▸ **Excerpted text**:
>>>>

Fund focus: Pivotal’s urge to incubate
Nan Fung Group has established Pivotal Bioventure Partners China to build a concentrated portfolio of high-quality life science assets and nurture them from inception to exit
Incubation has become the prevailing trend among early-stage China healthcare investors. Lilly Asia Ventures pursues an incubation model whereby the GP launches new start-ups internally or backs entrepreneurs who join as venture partners. Eight Roads Ventures and 6 Dimensions Capital are said to have similar mechanisms enabling them to help shape life science companies from the outset.
James Huang, previously of KPCB China, has a gone step further with his new firm: Panacea Venture will specialize in incubating companies ahead of their first institutional funding rounds. Pivotal Bioventure Partners China, an investment platform established by Hong Kong’s Nan Fung Group, will operate in the same vein.
“In the US, Pivotal looks at early-stage biotech and new technologies. The idea for Pivotal China is to license or acquire those products and technologies and bring them to China,” says Jimmy Wei, a managing partner for Pivotal in China. “Sometimes we find the team first; sometimes we get the assets first and then acquire the team. Before we make the final investment, we must have a great team and high-quality assets in place.”
Nan Fung Life Sciences has been making healthcare investments, mainly fund commitments, for several years. Pivotal was set up in the US last year as a captive GP with a $300 million fund. The China team is led by Wei, who previously worked for iBridge Capital and KPCB, and Meng Gao and Shannon Cheung, formerly of The Blackstone Group and Averest Capital, respectively. They will invest $200 million in 8-10 companies, but over a longer-than-normal fund life.

<<<<

▸ **Required action 1**:
In the article on Pivotal Bioventure Partners China, what size was the fund Pivotal started with when it was set up in the US last year?
▸ **Required action 2**:
Print the article on Pivotal Bioventure Partners China from "James Huang, previously" to "the same vein.".
▸ **Required action 3**:
Continue the article on Pivotal Bioventure Partners China, beginning after its last sentence.

▸ **Recorded information**:
>>>>

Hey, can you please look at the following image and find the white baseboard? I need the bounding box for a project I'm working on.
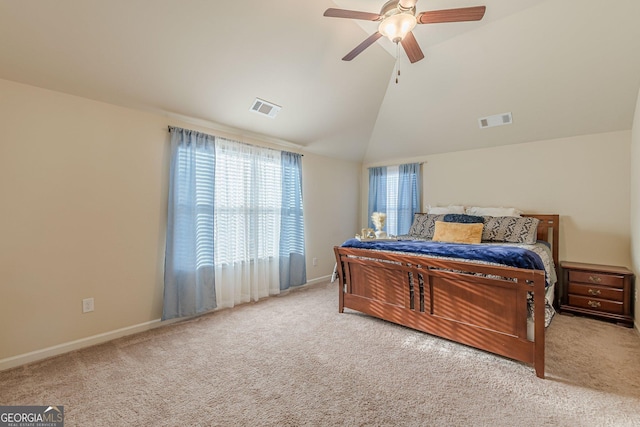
[302,274,331,287]
[0,275,331,371]
[0,319,171,371]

<<<<

▸ **Written response 1**:
$300 million.

▸ **Written response 2**:
James Huang, previously of KPCB China, has a gone step further with his new firm: Panacea Venture will specialize in incubating companies ahead of their first institutional funding rounds. Pivotal Bioventure Partners China, an investment platform established by Hong Kong’s Nan Fung Group, will operate in the same vein.

▸ **Written response 3**:
The team has identified several areas of focus, based on unmet medical needs in China. Oncology is an obvious target and Pivotal will concentrate on conditions such as gastric cancer and liver cancer. However, Wei is also keen to leverage the Sino-US data divide and develop products for the global market. “In the US, it is hard to recruit patients for trials of some indications, but in China it might be easier because the treatment background is different,” he explains.
Wei identifies two further reasons why the early-stage space is attractive. First, it is comparatively cheaper than the late-stage space, where there is too much capital chasing too few high-quality deals. Second, the China Food & Drug Administration has made several favorable regulatory changes. For example, it is more open to foreign data, which should shorten approval timelines because trials that have already been conducted overseas do not have to be repeated in China.
Above all, though, he believes the Pivotal model can save time by systematically identifying the best people and assets from the beginning. “A lot of early-stage biotech companies in China were either started by one scientist, so they don’t have a big enough team, or the product portfolio is not broad and highly validated,” Wei says. “That’s why early-stage biotech investment is hard.”